Point annotation dataset records
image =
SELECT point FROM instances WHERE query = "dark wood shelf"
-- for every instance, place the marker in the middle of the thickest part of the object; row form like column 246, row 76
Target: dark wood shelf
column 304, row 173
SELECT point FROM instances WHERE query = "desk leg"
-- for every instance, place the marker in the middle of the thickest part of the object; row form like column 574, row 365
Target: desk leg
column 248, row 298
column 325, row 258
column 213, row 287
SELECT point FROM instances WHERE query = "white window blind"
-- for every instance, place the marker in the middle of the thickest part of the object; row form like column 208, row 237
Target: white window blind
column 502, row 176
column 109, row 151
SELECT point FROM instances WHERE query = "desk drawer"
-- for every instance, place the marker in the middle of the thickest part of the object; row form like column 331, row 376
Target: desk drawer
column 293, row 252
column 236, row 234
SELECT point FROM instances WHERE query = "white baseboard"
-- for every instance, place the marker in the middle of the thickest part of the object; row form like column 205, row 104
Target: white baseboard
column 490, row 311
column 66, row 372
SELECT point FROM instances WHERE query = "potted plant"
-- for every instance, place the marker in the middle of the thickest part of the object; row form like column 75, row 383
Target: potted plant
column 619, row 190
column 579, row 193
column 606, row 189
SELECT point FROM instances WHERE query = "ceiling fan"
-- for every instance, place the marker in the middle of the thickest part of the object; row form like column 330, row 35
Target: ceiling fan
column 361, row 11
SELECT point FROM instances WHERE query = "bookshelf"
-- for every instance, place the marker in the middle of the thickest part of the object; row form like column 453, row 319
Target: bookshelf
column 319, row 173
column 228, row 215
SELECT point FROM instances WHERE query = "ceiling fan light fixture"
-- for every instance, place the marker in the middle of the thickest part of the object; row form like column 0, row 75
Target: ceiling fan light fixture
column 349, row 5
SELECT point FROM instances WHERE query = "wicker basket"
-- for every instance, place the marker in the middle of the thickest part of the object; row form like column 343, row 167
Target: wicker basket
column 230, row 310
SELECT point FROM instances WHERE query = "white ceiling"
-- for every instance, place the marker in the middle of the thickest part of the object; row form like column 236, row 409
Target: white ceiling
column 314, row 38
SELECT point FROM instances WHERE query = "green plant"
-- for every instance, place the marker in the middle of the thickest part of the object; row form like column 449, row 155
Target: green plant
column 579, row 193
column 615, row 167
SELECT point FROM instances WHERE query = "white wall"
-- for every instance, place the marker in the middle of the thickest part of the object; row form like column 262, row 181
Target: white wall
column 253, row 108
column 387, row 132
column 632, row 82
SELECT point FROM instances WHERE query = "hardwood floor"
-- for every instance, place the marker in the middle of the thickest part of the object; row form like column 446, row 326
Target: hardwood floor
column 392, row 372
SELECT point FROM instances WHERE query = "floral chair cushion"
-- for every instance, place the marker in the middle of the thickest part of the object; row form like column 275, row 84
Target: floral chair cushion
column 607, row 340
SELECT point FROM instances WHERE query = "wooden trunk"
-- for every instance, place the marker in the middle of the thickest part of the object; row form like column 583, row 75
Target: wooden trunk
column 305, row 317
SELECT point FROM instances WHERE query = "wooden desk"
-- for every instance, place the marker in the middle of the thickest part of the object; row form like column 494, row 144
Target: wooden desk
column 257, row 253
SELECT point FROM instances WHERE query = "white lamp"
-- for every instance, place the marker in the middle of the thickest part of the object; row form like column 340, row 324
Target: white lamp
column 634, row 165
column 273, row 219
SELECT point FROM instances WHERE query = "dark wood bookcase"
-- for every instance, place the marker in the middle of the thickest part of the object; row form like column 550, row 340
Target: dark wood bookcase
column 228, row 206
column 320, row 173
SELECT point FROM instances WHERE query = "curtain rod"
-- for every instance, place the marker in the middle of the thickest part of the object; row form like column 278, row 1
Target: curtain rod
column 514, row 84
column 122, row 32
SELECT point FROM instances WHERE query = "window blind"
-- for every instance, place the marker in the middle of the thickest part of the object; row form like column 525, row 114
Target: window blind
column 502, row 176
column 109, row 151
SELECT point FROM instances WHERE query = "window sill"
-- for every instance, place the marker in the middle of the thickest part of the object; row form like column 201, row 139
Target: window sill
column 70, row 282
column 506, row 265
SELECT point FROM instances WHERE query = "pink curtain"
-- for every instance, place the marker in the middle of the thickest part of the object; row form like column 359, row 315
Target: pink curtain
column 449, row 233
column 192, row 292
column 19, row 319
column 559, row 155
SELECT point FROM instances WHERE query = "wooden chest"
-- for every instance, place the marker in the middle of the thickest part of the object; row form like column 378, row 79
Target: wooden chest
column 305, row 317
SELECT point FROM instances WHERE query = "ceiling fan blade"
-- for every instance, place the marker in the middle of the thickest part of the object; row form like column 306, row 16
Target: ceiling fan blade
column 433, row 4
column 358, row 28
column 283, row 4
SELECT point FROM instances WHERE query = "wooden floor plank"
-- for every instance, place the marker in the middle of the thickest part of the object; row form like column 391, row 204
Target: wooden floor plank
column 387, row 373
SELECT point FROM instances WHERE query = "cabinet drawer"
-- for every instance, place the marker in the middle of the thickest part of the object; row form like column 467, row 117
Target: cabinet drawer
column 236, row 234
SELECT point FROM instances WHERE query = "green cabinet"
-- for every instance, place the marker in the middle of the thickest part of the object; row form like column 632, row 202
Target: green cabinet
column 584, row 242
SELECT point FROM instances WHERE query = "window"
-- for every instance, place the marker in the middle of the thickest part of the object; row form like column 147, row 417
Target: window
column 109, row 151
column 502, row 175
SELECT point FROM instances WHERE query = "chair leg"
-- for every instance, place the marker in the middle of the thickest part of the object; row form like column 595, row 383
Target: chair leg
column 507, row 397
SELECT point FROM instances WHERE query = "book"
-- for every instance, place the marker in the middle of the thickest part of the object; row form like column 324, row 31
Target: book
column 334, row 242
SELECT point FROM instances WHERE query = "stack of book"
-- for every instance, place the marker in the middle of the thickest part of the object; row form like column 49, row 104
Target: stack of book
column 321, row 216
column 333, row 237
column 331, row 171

> CHALLENGE:
Rename "marker" to "pin" everywhere in the records above, leaving every other line and word untouched.

> TASK OUTPUT:
image =
SELECT point FROM instances WHERE query = "dark wood shelf"
-- for every instance, place the pin in the middle of the thickest part of the object; row form like column 246, row 76
Target: dark wood shelf
column 304, row 173
SELECT point FROM instances WHERE query = "desk leg"
-- for every instance, place the pin in the middle of the thickest part of the object; row form like column 574, row 365
Target: desk leg
column 248, row 298
column 325, row 258
column 213, row 287
SELECT point FROM instances WHERE query = "white window blind"
-- for every instance, place the pin in the middle of the thickest part of the object; row form like column 208, row 237
Target: white window blind
column 502, row 176
column 109, row 151
SELECT point FROM instances WHERE query = "desk drawer"
-- for every instance, place the pin in the middle of the thickest part of the object; row form like column 331, row 376
Target: desk drawer
column 293, row 252
column 236, row 234
SELECT point FROM instances WHERE query = "white baseboard"
-- for every instance, place the pin in the middle of the thickest part of the object; row form like column 205, row 104
Target: white baseboard
column 490, row 311
column 66, row 372
SELECT point FROM instances WHERE query = "potted plant"
-- for every instance, place the pin in the middle of the thickest part of the object; row form like column 75, row 383
Target: potted plant
column 619, row 190
column 579, row 193
column 606, row 189
SELECT point FROM instances WHERE query = "ceiling fan"
-- for every instance, place the pin in the middle of the thickest part of the object; row form like column 330, row 35
Target: ceiling fan
column 361, row 11
SELECT point FROM instances WHERE query = "bookshelf"
-- for every instance, place the pin in the middle of the thickest part of the object; row form like column 453, row 319
Target: bookshelf
column 319, row 173
column 228, row 215
SELECT point FROM instances WHERE query = "ceiling fan light fixture"
-- for every instance, place the pin in the middle of the thickest part of the object; row form like column 0, row 75
Target: ceiling fan light fixture
column 349, row 5
SELECT point FROM instances WHERE query = "wicker basket"
-- for every instance, place the pin in the middle of the thickest part of the object; row form like column 343, row 167
Target: wicker basket
column 230, row 310
SELECT point FROM instances WHERE query = "white ceiling"
-- for every instance, place the pin in the middle of the thickest part of the object; row form like column 236, row 409
Target: white ceiling
column 314, row 38
SELECT point FROM instances WHERE query = "green plant"
-- for every instance, place the pin in the middle of the thickest part of the object; row form like column 449, row 155
Target: green plant
column 579, row 193
column 615, row 167
SELECT point FROM instances WHERE query = "white wall"
-- for every instance, place the pin in the middle of the thickest part of the object; row form like column 262, row 181
Target: white wall
column 253, row 108
column 387, row 132
column 632, row 82
SELECT point FROM instances WHERE query = "hardwood floor"
-- for every instance, place the pin in the middle of the thickest part of the object; row form like column 446, row 326
Target: hardwood floor
column 392, row 372
SELECT point FROM instances WHERE query = "floral chair cushion"
-- for every instance, place the pin in the middle of the thickest part of the object; row form like column 275, row 84
Target: floral chair cushion
column 607, row 340
SELECT point FROM instances WHERE query = "wooden trunk"
-- for every instance, place the pin in the middle of the thickest part of the object; row form like column 583, row 75
Target: wooden trunk
column 305, row 317
SELECT point FROM instances WHERE query = "wooden desk"
-- for every instance, place the pin in the middle of the thickest part of the object; row form like column 494, row 144
Target: wooden desk
column 257, row 253
SELECT point FROM instances WHERE query = "white lamp"
-- for every instance, place the pin in the middle of the thickest part of the object; row form like column 340, row 324
Target: white lamp
column 634, row 165
column 273, row 219
SELECT point FROM instances WHERE query = "dark wood bookcase"
-- for every instance, place the pin in the middle of the thickest part of the object; row form like column 550, row 340
Target: dark wood bookcase
column 228, row 206
column 320, row 173
SELECT point FROM instances WHERE query = "curtain rod"
-- for every instance, place the pin in the middle of the thickest part of the object; row form like column 278, row 1
Target: curtain rod
column 514, row 84
column 122, row 32
SELECT point FROM instances WHERE query = "window blind"
-- for every instance, place the pin in the middle of the thickest part of the object; row form like column 525, row 114
Target: window blind
column 502, row 176
column 109, row 151
SELECT point FROM instances WHERE query = "window sill"
-- for every instance, place the pin in the middle of the thickest part of the object; row form like column 201, row 139
Target: window sill
column 70, row 282
column 506, row 265
SELECT point FROM instances WHERE query = "pink curtain"
-- for every instance, place the pin in the middle of the thickest part of the object; row form like column 359, row 315
Target: pink curtain
column 449, row 233
column 192, row 292
column 19, row 319
column 559, row 155
SELECT point FROM instances WHERE query = "wooden chest"
-- for every instance, place the pin in the middle of the thickest part of the object; row form like column 378, row 79
Target: wooden chest
column 305, row 317
SELECT point FROM instances WHERE query = "ceiling fan blade"
-- for every instance, place the pin in the middle of the thickest part of the object; row form like column 306, row 16
Target: ceiling fan blade
column 433, row 4
column 358, row 28
column 283, row 4
SELECT point FROM instances WHERE query = "wooden floor plank"
-- for every instance, place the pin in the middle of the thickest part of the object; row form like column 391, row 204
Target: wooden floor plank
column 387, row 373
SELECT point FROM instances WHERE query = "cabinet drawer"
-- for every instance, place the pin in the middle of the thickest part of the object; row form like column 467, row 117
Target: cabinet drawer
column 236, row 234
SELECT point FROM instances WHERE query = "green cabinet"
-- for every instance, place the pin in the middle of the thickest part of the object; row form like column 632, row 202
Target: green cabinet
column 584, row 242
SELECT point FROM instances WHERE query = "window"
-- for every instance, place the pin in the middle of the thickest part of the object; row form like column 147, row 417
Target: window
column 109, row 151
column 502, row 175
SELECT point FROM instances WHERE query = "chair leg"
-- for every instance, place the pin in the middle of the thickest part of the object; row form like column 595, row 383
Target: chair leg
column 507, row 397
SELECT point FROM instances WHERE query = "book"
-- for every instance, place the pin in the middle of the thickest part of the object; row form like column 324, row 31
Target: book
column 334, row 242
SELECT point FROM instances WHERE query = "stack of book"
-- for every instance, place the pin in the middle of the thickest part of the object; row form like column 49, row 104
Target: stack of book
column 321, row 216
column 333, row 237
column 331, row 171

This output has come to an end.